── EXERCISE INPUTS ──
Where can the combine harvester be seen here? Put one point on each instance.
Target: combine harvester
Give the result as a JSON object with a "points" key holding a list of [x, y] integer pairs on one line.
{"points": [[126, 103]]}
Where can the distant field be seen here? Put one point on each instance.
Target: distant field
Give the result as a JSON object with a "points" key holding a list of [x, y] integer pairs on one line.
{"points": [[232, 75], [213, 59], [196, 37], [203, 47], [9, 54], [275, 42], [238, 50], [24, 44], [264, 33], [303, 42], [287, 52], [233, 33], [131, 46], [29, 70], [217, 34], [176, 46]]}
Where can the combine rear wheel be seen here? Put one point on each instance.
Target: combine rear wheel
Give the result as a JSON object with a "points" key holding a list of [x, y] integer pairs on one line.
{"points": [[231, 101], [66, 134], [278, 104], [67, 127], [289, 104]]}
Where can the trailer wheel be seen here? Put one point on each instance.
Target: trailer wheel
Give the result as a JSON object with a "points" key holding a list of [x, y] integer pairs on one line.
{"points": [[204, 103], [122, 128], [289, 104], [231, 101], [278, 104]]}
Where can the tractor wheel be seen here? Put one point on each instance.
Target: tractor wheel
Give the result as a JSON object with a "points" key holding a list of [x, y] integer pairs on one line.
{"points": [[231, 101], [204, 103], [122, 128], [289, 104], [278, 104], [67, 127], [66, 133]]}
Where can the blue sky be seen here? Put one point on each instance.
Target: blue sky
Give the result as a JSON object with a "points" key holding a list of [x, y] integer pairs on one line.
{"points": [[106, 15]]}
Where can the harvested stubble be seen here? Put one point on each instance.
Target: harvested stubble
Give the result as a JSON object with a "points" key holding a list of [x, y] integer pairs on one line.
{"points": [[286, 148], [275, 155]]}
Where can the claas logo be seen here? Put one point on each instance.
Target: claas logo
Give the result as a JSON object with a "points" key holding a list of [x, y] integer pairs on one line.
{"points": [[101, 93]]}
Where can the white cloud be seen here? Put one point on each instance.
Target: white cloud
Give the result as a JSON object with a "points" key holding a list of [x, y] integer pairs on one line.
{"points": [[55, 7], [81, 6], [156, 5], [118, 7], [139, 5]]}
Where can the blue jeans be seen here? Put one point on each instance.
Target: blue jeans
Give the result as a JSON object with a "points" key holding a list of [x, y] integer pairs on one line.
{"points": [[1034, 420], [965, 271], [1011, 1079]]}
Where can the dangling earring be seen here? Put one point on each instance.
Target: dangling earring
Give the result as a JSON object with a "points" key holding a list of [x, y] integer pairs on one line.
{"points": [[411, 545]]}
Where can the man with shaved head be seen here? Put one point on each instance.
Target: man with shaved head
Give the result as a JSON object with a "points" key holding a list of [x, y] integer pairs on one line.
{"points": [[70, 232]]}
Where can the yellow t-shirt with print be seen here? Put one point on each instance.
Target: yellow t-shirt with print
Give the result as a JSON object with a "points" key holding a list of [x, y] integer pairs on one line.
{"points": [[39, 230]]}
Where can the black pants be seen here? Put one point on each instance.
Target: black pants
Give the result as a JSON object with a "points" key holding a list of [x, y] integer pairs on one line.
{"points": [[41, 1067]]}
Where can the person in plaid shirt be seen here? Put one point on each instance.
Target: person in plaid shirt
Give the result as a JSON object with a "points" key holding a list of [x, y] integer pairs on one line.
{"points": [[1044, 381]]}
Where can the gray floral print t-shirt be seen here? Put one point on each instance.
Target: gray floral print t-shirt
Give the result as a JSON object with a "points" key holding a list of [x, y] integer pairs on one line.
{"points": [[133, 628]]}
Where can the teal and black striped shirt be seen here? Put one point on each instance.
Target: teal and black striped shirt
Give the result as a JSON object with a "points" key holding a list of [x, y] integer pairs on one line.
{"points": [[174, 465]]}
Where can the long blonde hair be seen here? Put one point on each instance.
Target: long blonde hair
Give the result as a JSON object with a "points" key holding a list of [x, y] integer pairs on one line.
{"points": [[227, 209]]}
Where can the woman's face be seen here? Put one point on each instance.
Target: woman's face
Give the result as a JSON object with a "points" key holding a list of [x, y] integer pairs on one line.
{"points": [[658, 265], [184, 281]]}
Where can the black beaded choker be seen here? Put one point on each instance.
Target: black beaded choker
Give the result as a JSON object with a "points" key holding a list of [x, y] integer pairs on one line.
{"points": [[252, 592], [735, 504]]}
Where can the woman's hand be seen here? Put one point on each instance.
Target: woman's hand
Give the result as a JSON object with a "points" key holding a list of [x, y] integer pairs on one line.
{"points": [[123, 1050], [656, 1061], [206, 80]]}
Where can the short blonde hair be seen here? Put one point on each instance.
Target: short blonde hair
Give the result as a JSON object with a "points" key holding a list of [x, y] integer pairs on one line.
───
Throughout the material above, find every line holding "jeans" and copy it.

• _RESULT OF THIS TASK_
Where can the blue jeans be seen here? Put one point on each instance.
Target: blue jeans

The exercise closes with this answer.